Saved entries:

-------

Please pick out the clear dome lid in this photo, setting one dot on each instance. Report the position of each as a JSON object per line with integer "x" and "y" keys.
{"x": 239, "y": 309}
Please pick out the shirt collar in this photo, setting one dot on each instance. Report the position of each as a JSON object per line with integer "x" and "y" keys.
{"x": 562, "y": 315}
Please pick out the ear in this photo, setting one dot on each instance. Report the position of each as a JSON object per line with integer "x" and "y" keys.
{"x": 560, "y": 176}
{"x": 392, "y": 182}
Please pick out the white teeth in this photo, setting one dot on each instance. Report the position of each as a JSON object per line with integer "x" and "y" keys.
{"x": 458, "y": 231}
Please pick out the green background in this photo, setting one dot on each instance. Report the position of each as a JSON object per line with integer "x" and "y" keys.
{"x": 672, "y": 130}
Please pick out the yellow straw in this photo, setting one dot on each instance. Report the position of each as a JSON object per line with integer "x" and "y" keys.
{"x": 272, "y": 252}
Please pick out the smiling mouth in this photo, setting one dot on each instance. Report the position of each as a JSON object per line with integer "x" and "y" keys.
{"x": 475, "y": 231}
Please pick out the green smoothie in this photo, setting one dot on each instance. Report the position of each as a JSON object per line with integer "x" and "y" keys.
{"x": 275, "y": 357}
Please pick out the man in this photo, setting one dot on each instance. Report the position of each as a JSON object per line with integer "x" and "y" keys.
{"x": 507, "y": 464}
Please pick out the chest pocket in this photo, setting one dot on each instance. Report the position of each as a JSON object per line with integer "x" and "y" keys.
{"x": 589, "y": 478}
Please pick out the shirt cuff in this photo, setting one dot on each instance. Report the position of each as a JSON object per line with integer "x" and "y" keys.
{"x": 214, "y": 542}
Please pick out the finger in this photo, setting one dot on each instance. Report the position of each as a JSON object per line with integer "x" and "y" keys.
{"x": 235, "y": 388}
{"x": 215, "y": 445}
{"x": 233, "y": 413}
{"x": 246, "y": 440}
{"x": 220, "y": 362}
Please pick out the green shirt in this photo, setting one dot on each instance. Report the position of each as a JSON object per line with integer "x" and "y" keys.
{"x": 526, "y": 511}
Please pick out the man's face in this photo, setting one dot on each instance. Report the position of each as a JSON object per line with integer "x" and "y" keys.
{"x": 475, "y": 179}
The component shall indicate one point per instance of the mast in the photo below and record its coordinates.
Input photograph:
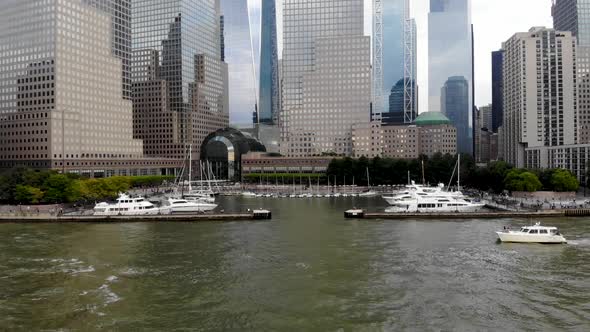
(459, 172)
(190, 167)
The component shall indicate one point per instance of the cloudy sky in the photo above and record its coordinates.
(494, 22)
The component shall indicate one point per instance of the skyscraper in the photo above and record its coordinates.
(268, 108)
(326, 76)
(120, 12)
(61, 104)
(397, 56)
(450, 56)
(177, 47)
(574, 16)
(454, 101)
(539, 93)
(497, 87)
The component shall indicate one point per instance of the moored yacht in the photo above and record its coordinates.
(184, 206)
(532, 234)
(126, 206)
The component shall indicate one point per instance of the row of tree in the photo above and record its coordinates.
(27, 186)
(497, 176)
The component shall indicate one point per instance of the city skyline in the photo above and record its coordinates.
(489, 37)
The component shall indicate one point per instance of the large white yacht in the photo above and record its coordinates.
(126, 206)
(184, 206)
(532, 234)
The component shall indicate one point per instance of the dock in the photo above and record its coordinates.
(471, 215)
(184, 218)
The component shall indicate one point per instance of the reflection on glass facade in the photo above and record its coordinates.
(393, 47)
(450, 56)
(574, 16)
(269, 71)
(178, 41)
(454, 101)
(497, 86)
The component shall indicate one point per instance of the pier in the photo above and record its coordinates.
(472, 215)
(185, 218)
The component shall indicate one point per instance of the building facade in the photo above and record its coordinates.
(176, 48)
(450, 56)
(269, 106)
(52, 115)
(497, 90)
(120, 12)
(432, 133)
(326, 81)
(573, 16)
(540, 91)
(454, 97)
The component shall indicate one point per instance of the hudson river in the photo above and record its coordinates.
(308, 269)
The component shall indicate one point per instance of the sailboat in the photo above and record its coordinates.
(369, 192)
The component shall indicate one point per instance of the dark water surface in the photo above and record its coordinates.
(307, 270)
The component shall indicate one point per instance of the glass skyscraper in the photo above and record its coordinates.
(178, 42)
(574, 16)
(450, 56)
(497, 86)
(454, 101)
(326, 78)
(268, 107)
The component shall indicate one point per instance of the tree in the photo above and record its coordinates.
(522, 180)
(28, 194)
(563, 180)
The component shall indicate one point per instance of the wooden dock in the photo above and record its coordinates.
(185, 218)
(473, 215)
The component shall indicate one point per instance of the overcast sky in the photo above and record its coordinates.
(494, 22)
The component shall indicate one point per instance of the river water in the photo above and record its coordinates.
(308, 269)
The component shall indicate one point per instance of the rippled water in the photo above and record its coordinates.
(307, 270)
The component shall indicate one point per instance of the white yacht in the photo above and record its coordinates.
(126, 206)
(205, 196)
(532, 234)
(435, 204)
(413, 190)
(184, 206)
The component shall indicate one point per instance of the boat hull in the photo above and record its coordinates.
(512, 237)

-------

Every line of the data above is to be set down exactly; the pictures are not.

Please pick out the clear dome lid in this photo, setting one dot on each instance. Report the position of each as a JSON object per line with integer "x" and "y" keys.
{"x": 239, "y": 309}
Please pick out the shirt collar in this photo, setting one dot on each instance. Report the position of each as a JSON object per line with integer "x" and "y" keys.
{"x": 562, "y": 315}
Please pick out the ear in this photo, setting one dot on each instance. Report the position of each as a JSON object per line with integer "x" and "y" keys.
{"x": 560, "y": 176}
{"x": 392, "y": 182}
Please pick out the white teeth in this photo, setting one dot on each instance. Report the position of each as a JSON object per line with integer "x" and "y" keys.
{"x": 458, "y": 231}
Please pick out the green background in this photo, setting one dot on each instance. Report the position of each as a JSON object per line with integer "x" and "y" keys.
{"x": 672, "y": 130}
Please pick out the yellow straw in this photo, setting one dot on each instance. Report the position of each as a JSON object per line with integer "x" and "y" keys.
{"x": 272, "y": 252}
Please pick out the smiling mouth in this photo, setting one dot on each instance. Report the position of each as a JSON object per line with integer "x" and "y" keys.
{"x": 475, "y": 231}
Please pick out the green smoothie in this photo, setting one dot on each instance. Report the position of each as a JSON object per line with integer "x" and "y" keys.
{"x": 275, "y": 357}
Please pick out the man in this photo, setting one dot on each instance. Report the position of each as a JSON object per line with integer "x" and "y" keys.
{"x": 507, "y": 464}
Please pick out the chest pocket in this photo, setting one dot on each instance. Report the position of each as a JSON object per line with integer "x" and "y" keys.
{"x": 589, "y": 478}
Please pick out the shirt cuff in this photo, setting one dot on each instance. Report the position of each as a JSON object per line with integer "x" and "y" keys.
{"x": 214, "y": 542}
Please pick out the finger in this photo, setting one dot on each instance. Report the position of each as a JSON object per line with integer "x" and "y" keys.
{"x": 235, "y": 388}
{"x": 215, "y": 445}
{"x": 233, "y": 413}
{"x": 246, "y": 440}
{"x": 220, "y": 362}
Please pick out the green shirt in this photo, setting one dot on each instance. Report the position of each as a JSON object per line with integer "x" and "y" keys.
{"x": 526, "y": 511}
Please pick out the man's face in this photo, setting one dot on each instance. Report the position of each as a JSON object per line with integer "x" and "y" keys.
{"x": 475, "y": 179}
The component shall indicate one point per instance of the mast in the photo below and record its coordinates.
Input photograph:
(459, 172)
(190, 167)
The component shall indicate one point per instance of the cloudy sky in the photo above and record its coordinates.
(494, 22)
The component shall indicate one point per instance of the skyscraper in the photo above and record its coordinates.
(268, 108)
(326, 76)
(120, 12)
(61, 104)
(397, 56)
(450, 56)
(177, 47)
(574, 16)
(454, 101)
(539, 93)
(497, 87)
The component shall indicate one point per instance of the moored yacht in the photo above and record its coordinates.
(184, 206)
(532, 234)
(126, 206)
The component shall indicate one point per instance of the row of tree in the photo above and record its coordinates.
(27, 186)
(497, 176)
The component shall indicate one point per instance of the city skyline in the photo above and record its coordinates.
(489, 37)
The component shall indicate one point per instance of the large white yacht in the photo above and record its coordinates.
(126, 206)
(184, 206)
(532, 234)
The component shall indicate one point per instance of the dock in the photo above and record its coordinates.
(471, 215)
(184, 218)
The component shall indicate one point per instance of the reflection on glass facade in the photo above and record its coordinates.
(393, 47)
(450, 56)
(574, 16)
(269, 71)
(178, 41)
(454, 101)
(497, 86)
The component shall indicate one point per instance of the pier in the photo above and record its coordinates.
(472, 215)
(185, 218)
The component shall indicate one point per instance of the building facade in the photo above and record its coordinates.
(176, 48)
(450, 56)
(269, 106)
(52, 115)
(497, 90)
(120, 12)
(432, 133)
(326, 81)
(573, 16)
(540, 91)
(454, 97)
The component shall indicate one point per instance of the hudson river in the photo above and record its coordinates.
(308, 269)
The component shall indicate one point per instance of the sailboat in the photo above and record its coordinates.
(369, 192)
The component shall indicate one point per instance of the dark water surface in the photo above and record its coordinates.
(307, 270)
The component shall indicate one point per instance of the glass skyscraper in the photo above and record its coordinates.
(178, 42)
(574, 16)
(450, 56)
(497, 86)
(454, 101)
(326, 78)
(268, 107)
The component shall indicate one point per instance of the tree in the photo above and record its coordinates.
(522, 180)
(28, 194)
(563, 180)
The component shall indicate one point per instance of the wooden dock in the photo above and record its coordinates.
(185, 218)
(473, 215)
The component shall indicate one point per instance of the overcast sky in the photo above and record its coordinates.
(494, 22)
The component shall indicate one point per instance of the river water in the photo above and record its coordinates.
(308, 269)
The component shall indicate one point per instance of the rippled water in the photo above and record its coordinates.
(307, 270)
The component shall indicate one point per instance of the white yacht in the photo above and record its coordinates.
(126, 206)
(205, 196)
(532, 234)
(435, 204)
(413, 190)
(184, 206)
The component shall indicate one point per instance of the boat hull in the photo above and record its coordinates.
(512, 237)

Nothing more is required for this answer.